▶ **Provided information**

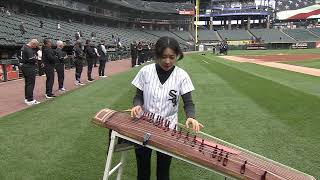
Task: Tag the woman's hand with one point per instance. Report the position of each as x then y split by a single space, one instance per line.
196 126
136 112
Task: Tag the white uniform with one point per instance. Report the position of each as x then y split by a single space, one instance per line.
162 99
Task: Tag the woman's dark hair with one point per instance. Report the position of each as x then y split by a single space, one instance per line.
45 42
168 42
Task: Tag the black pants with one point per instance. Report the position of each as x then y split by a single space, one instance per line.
140 58
79 66
143 157
133 61
90 65
49 69
60 71
102 66
29 73
40 68
95 62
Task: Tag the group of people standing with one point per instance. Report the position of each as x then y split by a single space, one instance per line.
92 54
52 60
141 52
222 47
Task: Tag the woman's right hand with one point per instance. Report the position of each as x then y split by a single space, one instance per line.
136 111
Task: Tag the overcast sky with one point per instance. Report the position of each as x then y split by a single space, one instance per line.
262 1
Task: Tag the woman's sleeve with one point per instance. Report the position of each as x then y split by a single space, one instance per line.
186 84
188 105
138 81
138 98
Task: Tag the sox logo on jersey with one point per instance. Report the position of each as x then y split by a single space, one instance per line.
162 99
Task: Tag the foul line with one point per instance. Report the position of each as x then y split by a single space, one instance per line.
204 61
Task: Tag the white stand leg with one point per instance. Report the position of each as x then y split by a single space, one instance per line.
109 156
120 171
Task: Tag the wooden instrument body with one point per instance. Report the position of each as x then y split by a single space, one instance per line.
213 155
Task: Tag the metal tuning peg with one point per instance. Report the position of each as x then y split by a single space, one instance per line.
201 146
220 155
146 138
215 152
264 176
179 134
194 141
225 160
243 168
174 130
186 138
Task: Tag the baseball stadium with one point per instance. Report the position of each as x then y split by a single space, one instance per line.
70 112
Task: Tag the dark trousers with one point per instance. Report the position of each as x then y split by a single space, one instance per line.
79 66
90 65
49 69
40 68
102 65
60 71
95 62
133 61
140 58
143 157
29 73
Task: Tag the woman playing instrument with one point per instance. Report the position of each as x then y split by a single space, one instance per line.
159 86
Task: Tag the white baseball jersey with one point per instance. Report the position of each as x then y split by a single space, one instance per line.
162 99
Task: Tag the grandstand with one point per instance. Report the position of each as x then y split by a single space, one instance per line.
250 97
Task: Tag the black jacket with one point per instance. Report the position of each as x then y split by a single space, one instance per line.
90 52
49 56
77 52
60 55
103 56
28 55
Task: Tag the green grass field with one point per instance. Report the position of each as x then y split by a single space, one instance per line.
308 63
272 112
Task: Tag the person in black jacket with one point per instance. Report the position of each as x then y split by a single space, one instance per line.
61 55
102 51
49 60
78 62
90 55
134 54
28 65
140 55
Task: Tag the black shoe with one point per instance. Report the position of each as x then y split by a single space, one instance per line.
50 96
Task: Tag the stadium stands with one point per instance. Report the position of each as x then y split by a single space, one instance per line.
301 35
207 35
153 6
315 31
11 35
271 36
235 35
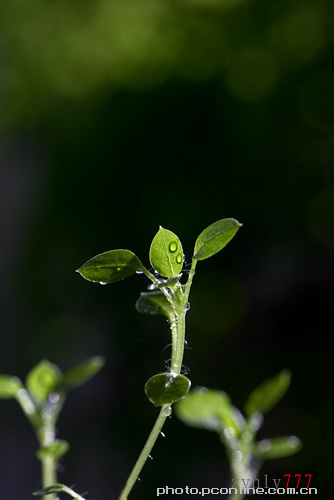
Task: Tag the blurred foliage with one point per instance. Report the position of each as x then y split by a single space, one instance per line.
54 51
120 115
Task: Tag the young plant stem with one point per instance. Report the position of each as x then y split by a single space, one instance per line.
49 466
178 328
164 413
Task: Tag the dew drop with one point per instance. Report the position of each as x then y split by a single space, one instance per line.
264 445
293 442
179 258
173 246
237 455
229 432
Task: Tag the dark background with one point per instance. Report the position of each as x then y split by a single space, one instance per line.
117 117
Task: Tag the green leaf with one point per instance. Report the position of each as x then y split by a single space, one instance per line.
165 388
56 450
210 409
154 303
277 448
59 488
267 395
111 266
215 237
166 254
43 379
9 386
81 373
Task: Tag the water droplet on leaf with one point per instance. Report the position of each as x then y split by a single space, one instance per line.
293 442
173 246
179 258
237 455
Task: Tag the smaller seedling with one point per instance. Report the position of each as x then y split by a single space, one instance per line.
41 399
212 409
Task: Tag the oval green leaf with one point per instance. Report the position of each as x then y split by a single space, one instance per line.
154 303
215 237
267 395
210 409
43 379
9 386
166 253
55 450
59 488
277 448
111 266
81 373
165 388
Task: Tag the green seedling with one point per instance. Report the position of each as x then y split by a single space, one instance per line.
167 296
212 409
41 399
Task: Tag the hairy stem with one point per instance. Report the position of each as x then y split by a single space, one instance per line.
178 328
49 465
164 413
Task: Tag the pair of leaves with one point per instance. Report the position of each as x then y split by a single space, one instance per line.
46 378
166 388
212 409
166 254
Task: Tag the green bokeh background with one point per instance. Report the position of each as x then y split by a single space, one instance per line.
116 117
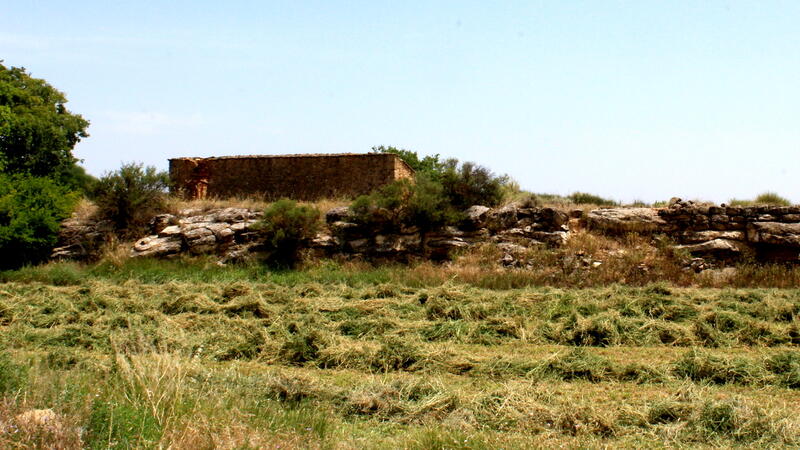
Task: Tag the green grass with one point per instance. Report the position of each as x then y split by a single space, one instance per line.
160 353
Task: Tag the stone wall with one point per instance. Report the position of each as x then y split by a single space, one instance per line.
301 177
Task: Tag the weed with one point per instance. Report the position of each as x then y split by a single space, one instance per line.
13 376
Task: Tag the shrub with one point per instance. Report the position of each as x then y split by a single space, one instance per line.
583 198
130 197
427 165
463 184
771 198
285 227
403 203
31 211
469 184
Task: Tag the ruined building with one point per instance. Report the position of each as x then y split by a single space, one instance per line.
300 177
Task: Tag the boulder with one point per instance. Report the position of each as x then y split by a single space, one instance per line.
694 237
501 218
162 221
774 233
157 246
475 217
627 220
338 214
720 248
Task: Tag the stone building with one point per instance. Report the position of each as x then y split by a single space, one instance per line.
300 177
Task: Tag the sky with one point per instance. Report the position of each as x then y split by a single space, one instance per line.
630 100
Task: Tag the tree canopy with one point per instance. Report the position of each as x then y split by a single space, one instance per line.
37 132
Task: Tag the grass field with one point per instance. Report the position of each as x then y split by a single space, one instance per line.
186 354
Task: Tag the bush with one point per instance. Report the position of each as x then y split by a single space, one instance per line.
463 184
403 203
469 184
285 227
130 197
31 211
583 198
766 198
427 165
771 198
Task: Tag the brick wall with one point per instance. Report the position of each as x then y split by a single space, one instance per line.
301 177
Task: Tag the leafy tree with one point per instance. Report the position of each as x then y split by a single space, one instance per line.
130 197
37 132
463 184
468 184
429 165
31 211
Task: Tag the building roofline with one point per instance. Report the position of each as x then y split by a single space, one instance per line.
297 155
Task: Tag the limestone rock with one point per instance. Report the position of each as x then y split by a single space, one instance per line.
161 221
501 218
627 220
157 246
172 230
716 247
775 233
475 217
338 214
693 237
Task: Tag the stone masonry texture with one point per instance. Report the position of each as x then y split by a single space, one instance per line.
300 177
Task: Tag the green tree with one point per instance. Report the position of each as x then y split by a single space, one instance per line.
31 211
130 197
285 227
427 165
463 184
37 132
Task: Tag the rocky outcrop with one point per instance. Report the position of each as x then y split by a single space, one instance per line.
227 232
510 224
627 220
769 232
720 232
81 239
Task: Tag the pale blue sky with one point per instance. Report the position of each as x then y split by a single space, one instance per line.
626 99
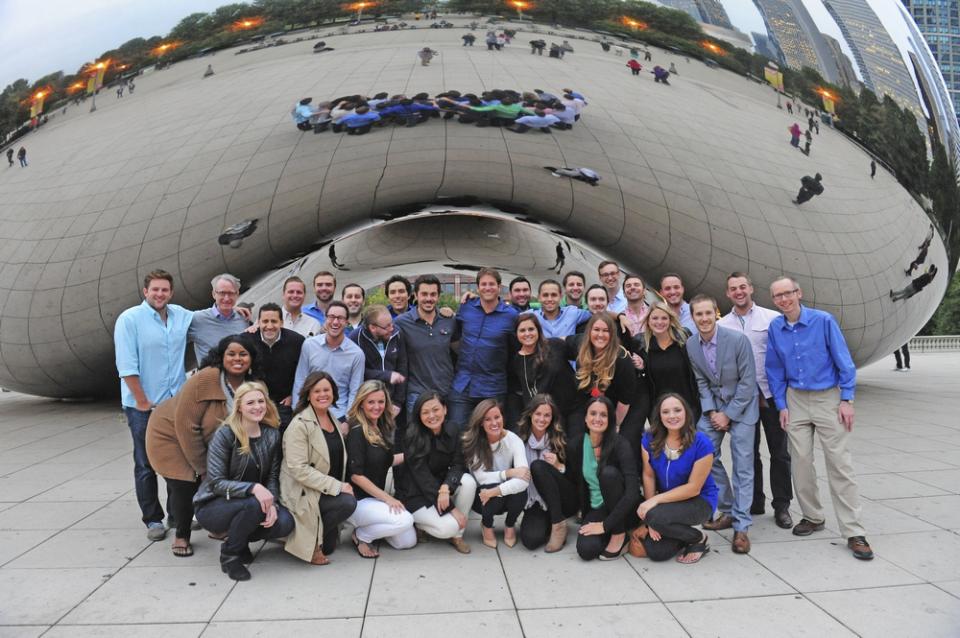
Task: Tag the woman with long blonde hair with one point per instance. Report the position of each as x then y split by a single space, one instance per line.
604 368
241 493
370 450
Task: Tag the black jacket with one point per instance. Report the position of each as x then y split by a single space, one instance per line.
226 465
622 458
279 363
379 366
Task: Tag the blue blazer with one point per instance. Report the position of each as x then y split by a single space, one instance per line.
733 389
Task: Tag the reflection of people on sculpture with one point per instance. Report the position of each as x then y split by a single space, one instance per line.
916 285
810 186
581 174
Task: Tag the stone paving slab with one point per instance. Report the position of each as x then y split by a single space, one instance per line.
74 560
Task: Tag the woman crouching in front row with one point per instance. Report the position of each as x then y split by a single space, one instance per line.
241 493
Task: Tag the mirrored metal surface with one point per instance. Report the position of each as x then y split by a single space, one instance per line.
696 177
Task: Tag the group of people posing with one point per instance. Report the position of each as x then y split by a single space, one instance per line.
357 114
608 403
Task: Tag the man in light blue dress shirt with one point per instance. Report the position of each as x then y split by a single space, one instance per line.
150 341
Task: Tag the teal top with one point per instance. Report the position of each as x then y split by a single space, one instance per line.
590 473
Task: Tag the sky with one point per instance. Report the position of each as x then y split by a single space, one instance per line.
41 37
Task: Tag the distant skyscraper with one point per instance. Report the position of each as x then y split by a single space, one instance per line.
845 73
714 13
690 6
767 46
939 23
789 23
878 57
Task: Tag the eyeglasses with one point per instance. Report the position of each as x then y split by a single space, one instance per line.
785 294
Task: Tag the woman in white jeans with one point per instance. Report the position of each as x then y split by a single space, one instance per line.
434 485
370 456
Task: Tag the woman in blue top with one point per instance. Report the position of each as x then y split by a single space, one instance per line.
677 483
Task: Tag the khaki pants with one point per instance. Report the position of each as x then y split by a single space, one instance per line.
816 411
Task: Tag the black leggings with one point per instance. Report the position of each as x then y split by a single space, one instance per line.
558 493
612 487
334 510
674 522
512 504
180 505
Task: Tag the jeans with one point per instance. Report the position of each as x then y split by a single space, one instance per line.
674 522
144 478
734 500
460 406
512 504
334 510
781 486
240 518
180 504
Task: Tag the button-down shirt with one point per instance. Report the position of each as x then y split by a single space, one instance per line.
709 349
754 324
429 361
151 349
810 355
344 363
618 304
564 324
484 348
304 324
317 313
209 326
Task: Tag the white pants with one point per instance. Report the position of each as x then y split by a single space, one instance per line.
374 520
430 521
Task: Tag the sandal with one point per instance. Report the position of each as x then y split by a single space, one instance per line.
357 543
700 549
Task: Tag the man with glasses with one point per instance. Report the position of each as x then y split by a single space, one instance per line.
385 354
609 272
210 325
812 379
333 353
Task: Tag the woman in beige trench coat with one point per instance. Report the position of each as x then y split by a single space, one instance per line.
313 483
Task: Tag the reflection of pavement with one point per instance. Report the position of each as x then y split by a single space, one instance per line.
73 551
691 183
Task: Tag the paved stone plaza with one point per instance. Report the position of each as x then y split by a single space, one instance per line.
74 560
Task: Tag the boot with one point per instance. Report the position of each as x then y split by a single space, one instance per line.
558 537
233 567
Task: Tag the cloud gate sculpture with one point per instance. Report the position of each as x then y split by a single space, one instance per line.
697 177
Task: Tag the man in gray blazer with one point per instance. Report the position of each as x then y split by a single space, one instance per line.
723 363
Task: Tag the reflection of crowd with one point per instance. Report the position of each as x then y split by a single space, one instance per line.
358 114
291 427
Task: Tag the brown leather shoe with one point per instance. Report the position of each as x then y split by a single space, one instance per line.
741 543
460 545
724 521
558 537
861 549
806 527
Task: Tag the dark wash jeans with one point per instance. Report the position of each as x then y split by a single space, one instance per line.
144 478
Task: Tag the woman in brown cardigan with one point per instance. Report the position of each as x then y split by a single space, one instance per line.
313 476
181 427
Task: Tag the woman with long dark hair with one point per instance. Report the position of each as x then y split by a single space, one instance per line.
435 486
608 479
181 427
496 458
539 366
679 490
313 477
552 494
370 448
240 496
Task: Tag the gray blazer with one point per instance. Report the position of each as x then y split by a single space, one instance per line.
733 389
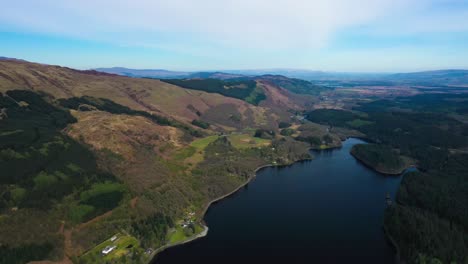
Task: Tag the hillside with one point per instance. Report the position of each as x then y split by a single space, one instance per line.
149 95
90 155
439 77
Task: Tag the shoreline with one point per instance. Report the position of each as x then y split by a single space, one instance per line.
396 173
218 199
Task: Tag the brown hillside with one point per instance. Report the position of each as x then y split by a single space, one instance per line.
147 94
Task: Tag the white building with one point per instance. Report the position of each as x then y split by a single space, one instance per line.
108 249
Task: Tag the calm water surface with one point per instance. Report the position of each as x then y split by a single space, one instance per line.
328 210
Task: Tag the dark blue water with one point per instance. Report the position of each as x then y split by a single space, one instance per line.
328 210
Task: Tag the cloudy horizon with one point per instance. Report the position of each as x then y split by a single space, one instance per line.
333 35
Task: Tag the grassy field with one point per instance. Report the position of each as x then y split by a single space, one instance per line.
243 141
123 242
178 234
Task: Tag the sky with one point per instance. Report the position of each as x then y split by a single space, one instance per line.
325 35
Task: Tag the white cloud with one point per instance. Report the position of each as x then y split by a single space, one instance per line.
256 24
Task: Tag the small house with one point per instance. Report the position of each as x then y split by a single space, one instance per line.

▶ **Problem requirements**
Every line from the one containing "Task: Tag the cloudy" through the end of the entries above must be echoed exactly, with both ends kept.

▶ **Solution for this task**
Task: Tag the cloudy horizon with one point per instance. Report the position of each as x then y split by a single space, one instance per line.
333 35
Task: Tag the grassy field with one point per instance. Report the position of each as x then y split by a single space, one instance per line.
243 141
123 242
178 234
Task: Tag the sky with one point per instance. Report the position of each as x then y split by a single space, one instance per line.
325 35
Task: Tag the white cloud with one point per instance. Report the position of each as x then y split by a single space, one instance per line.
256 24
Task: Tag the small house with one point per instance. Report the position of each as x then y split by a single space, one instance per line.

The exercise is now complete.